#### [Passage provided]
=====

Posted on 12/22/2006 11:53:58 AM PST by aculeus
The useless shells of tiny ocean animals--foraminifera--drift silently down through the depths of the equatorial Pacific Ocean, coming to rest more than three miles (five kilometers) below the surface. Slowly, over time, this coating of microscopic shells and other detritus builds up. "In the central Pacific, the sedimentation rate adds between one and two centimeters every 1,000 years," explains Heiko Pälike, a geologist at the National Oceanography Center in Southampton, England. "If you go down in the sediment one inch, you go back in time 2,500 years."
Pälike and his colleagues went considerably further than that, pulling a sediment core from the depths of the Pacific that stretched back 42 million years. Limiting their analysis to the Oligocene--a glacial time period that lasted between roughly 34 million and 23 million years ago--the researchers found that global climate responds to slight changes in the amount of sunlight hitting Earth during shifts in its orbit between elliptical and circular. "Of all the records so far, this is both the longest and, also, the clearest that most of the climatic variations between glacial and interglacial at that time [were] most likely related to orbital cycles," Pälike says.
The researchers pulled specific foraminifera samples from the core and then dissolved the shells in acid. They pumped the resultant carbon dioxide gas into a mass spectrometer and determined exactly what elements comprised the shells. This allowed them to distinguish between shells composed of the relatively lightweight isotopes of carbon and oxygen versus those made with a higher proportion of heavier isotopes.

=====

#### [To do]
[A] Check each statement against the sediment-core passage. For each one, answer yes or no and quote the words that decide it: (i) The sediment core reached back 42 million years. (ii) The researchers dissolved the shells in water. (iii) The Oligocene was a warm period with no glaciation.
[B] Rewrite the sediment-core passage starting with "The researchers pulled" and going on through "of heavier isotopes.", switching "acid" to "vinegar".
[C] Pick up the sediment-core passage after its last sentence and keep it going.
Nothing in the listing is needed here.

#### [Provided data]

=====

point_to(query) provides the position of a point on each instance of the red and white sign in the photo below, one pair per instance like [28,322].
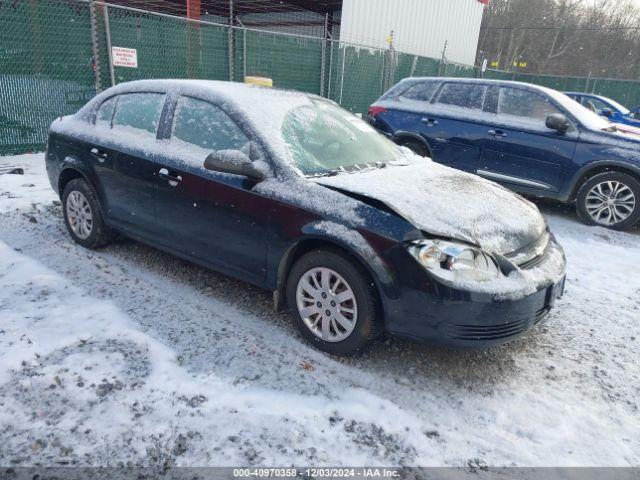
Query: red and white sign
[124,57]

=====

#### [Results by task]
[A]
(i) Yes: "pulling a sediment core from the depths of the Pacific that stretched back 42 million years"
(ii) No: "then dissolved the shells in acid"
(iii) No: "a glacial time period that lasted between roughly 34 million and 23 million years ago"

[B]
The researchers pulled specific foraminifera samples from the core and then dissolved the shells in vinegar. They pumped the resultant carbon dioxide gas into a mass spectrometer and determined exactly what elements comprised the shells. This allowed them to distinguish between shells composed of the relatively lightweight isotopes of carbon and oxygen versus those made with a higher proportion of heavier isotopes.

[C]
The isotopes, in turn, reveal a picture of the climate eons ago. Oxygen (O) with an atomic weight of 16 evaporates more readily than its heavier counterpart 18O. Thus, when ice caps form, ocean water bears a higher ratio of the heavier isotope. Because the tiny creatures build their shells from materials in seawater, their calcium carbonate homes reflect the ratio of the two isotopes in the seas of that time. "They are a recorder of how much ice is present on the earth at any given time," Pälike notes.
The same is true for the various isotopes of carbon, 12C and 13C. Because plants preferentially use the lighter isotope, its scarcity is a record of how much life the oceans supported. By matching these isotope ratios to the astronomical cycle--Earth's orbit oscillates between an elliptical and circular path on a roughly 400,000-year cycle--the researchers found that patterns of glaciation and ice retreat followed the eccentricity of our planet's orbitthey report in the December 22 Science.
But the eccentricity of Earth's orbit does not cause that much of a flux in the amount of sunlight the planet receives; that energy budget is much more strongly impacted by variances in the degree ofEarth's tilt toward or away from the sun, which would lead one to expect glaciation to occur on a shorter cycle. Instead, the long times required to move carbon through the oceans apparently acts as a buffer. "Each carbon atom that you put in the ocean stays there for about 100,000 years," Pälike explains. "The climate system accentuates very long periodic variations and dampens shorter term variations."
Earth is currently nearly circular in its orbit and, if this Oligocene pattern were to be followed, would next be headed into another ice age in about 50,000 years. But the amount of carbon dioxide in the atmosphere has reached levels not seen for millions of years prior to the Oligocene. Thus, to get an accurate picture of what the climate might be like in coming years, scientists will have to continue back even farther in history to a period known as the Eocene.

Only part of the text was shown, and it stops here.